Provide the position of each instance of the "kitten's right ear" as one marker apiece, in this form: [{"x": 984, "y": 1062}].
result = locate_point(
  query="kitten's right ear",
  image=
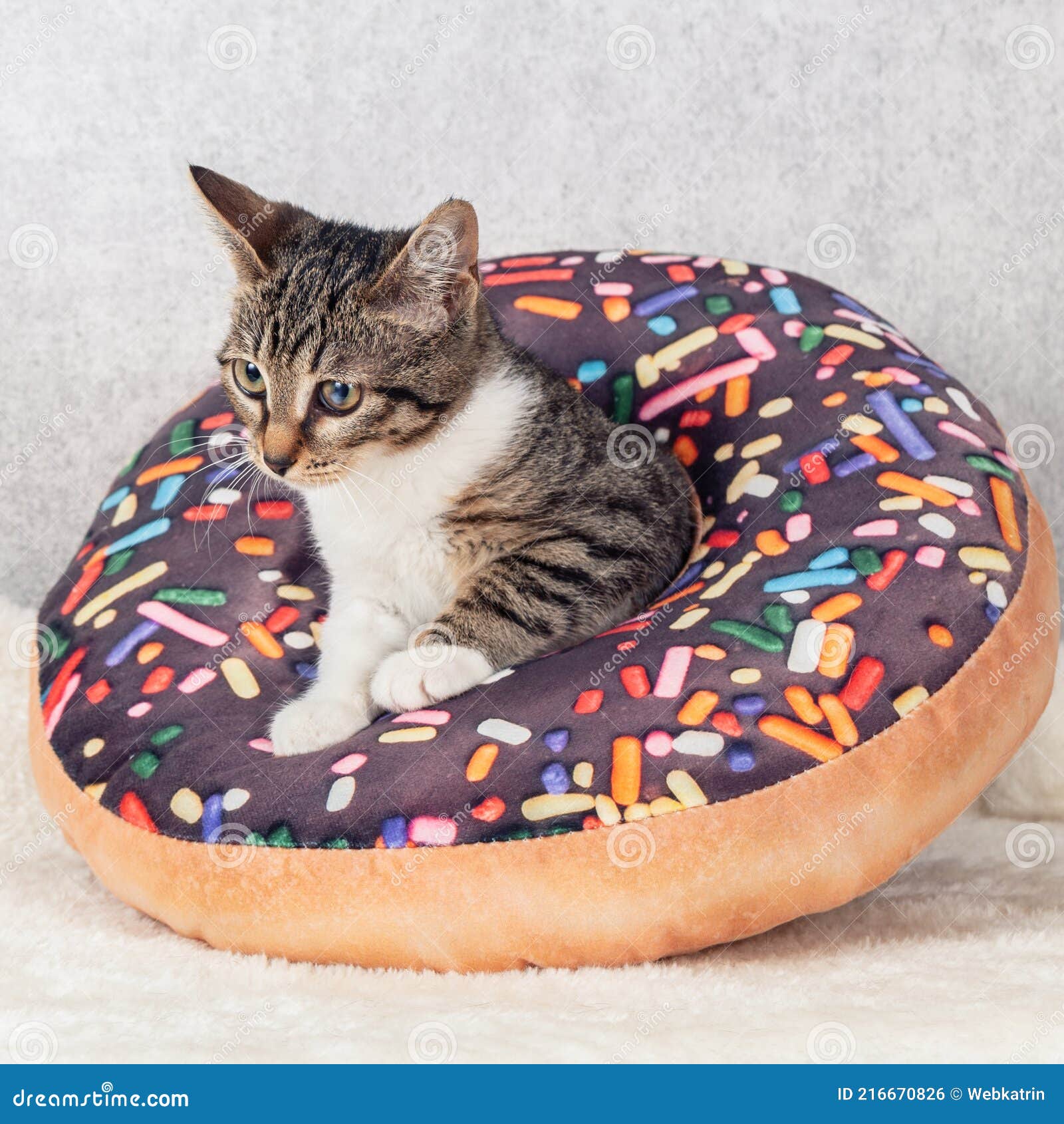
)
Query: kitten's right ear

## Problem to solve:
Each entry above should be restated word for word, though no picture may appear in the copy.

## Response to the task:
Provide the position of each instance of the "kitten's right ear" as one marker apiece, in this form: [{"x": 984, "y": 1062}].
result = locate_point(
  query="kitten's right ear",
  image=
)
Query: kitten's right ear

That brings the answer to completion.